= The exercise =
From the data below, extract each line that contains the string "Keep" and reproduce it unchanged. Matching is case-sensitive.
^^^^
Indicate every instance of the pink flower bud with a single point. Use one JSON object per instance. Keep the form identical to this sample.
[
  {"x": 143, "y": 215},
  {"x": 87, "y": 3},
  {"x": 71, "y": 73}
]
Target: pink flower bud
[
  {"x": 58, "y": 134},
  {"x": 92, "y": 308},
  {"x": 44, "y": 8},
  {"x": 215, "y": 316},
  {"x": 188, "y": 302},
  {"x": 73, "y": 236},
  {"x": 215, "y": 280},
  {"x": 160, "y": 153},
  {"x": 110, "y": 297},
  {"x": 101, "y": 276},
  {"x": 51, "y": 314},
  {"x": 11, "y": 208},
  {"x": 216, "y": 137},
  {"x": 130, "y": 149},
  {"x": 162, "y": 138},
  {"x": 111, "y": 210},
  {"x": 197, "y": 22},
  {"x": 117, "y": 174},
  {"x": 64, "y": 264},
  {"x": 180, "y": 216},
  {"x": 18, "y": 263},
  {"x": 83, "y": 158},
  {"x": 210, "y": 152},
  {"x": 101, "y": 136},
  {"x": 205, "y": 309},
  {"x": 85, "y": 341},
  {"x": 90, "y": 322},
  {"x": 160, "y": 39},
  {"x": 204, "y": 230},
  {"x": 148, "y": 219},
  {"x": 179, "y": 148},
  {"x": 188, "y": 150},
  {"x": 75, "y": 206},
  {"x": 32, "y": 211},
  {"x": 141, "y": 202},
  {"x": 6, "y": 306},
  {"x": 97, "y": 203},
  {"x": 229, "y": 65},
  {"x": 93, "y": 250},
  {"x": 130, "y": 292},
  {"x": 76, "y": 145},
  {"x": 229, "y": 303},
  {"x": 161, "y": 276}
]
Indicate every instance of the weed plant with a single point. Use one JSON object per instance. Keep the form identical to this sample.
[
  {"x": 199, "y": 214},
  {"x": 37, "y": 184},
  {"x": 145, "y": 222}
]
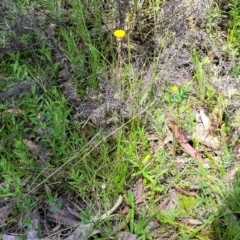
^^^^
= Result of this exercise =
Indicate every instance of the pink flower bud with a single point. Use one JSON object per instance. Keep the form identical to this sample.
Indicate every instance of the weed plant with a single point. Use one JSON object per instance. Keep the form identical to this sample.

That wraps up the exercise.